**Material proporcionado**
((
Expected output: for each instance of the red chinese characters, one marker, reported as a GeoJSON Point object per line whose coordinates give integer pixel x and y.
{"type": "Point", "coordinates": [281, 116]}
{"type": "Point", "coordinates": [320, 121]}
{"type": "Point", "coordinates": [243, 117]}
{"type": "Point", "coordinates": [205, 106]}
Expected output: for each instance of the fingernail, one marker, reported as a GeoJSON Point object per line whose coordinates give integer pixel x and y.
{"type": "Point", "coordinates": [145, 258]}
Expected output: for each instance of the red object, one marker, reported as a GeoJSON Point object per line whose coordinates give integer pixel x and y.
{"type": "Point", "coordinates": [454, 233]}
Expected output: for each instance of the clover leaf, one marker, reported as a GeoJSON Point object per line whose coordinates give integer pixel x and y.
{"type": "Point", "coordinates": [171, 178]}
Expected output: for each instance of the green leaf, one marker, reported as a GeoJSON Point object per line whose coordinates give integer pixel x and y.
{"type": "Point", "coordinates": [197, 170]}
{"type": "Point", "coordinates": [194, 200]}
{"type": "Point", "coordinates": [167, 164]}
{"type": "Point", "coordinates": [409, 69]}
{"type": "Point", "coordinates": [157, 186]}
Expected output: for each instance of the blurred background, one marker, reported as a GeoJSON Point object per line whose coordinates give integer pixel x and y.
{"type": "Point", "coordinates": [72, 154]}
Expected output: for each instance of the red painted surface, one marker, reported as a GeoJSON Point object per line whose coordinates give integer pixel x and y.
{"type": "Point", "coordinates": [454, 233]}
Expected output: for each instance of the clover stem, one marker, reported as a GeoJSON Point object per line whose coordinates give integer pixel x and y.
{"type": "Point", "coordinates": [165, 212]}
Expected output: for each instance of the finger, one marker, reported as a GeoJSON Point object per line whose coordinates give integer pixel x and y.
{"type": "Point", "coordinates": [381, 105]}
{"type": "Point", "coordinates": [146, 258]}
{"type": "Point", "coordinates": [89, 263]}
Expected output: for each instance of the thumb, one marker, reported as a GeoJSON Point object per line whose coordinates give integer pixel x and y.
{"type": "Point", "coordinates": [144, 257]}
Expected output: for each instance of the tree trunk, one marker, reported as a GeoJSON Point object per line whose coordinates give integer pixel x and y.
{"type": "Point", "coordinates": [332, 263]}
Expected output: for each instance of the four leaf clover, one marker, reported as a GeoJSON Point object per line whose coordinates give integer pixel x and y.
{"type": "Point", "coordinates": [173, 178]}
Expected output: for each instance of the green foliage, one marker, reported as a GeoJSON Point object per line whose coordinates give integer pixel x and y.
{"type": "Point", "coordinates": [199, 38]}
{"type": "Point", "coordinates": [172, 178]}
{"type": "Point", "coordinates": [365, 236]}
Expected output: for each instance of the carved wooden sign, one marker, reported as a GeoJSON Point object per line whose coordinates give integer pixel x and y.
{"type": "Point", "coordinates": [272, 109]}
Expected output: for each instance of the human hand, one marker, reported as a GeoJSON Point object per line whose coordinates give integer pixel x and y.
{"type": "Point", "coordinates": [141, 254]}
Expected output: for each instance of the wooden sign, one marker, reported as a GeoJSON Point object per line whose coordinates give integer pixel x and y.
))
**Tarea breve**
Reproduzca sin modificación alguna las líneas del material que van desde la que contiene "Expected output: for each instance of the human" hasta el final del material, ambos extremos incluidos.

**Resultado a continuación**
Expected output: for each instance of the human hand, one marker, reported as a GeoJSON Point object per line whose coordinates give integer pixel x and y.
{"type": "Point", "coordinates": [141, 254]}
Expected output: for each instance of the wooden sign, one marker, reported as a GeoJSON Point object per line whose coordinates give integer pixel x and y.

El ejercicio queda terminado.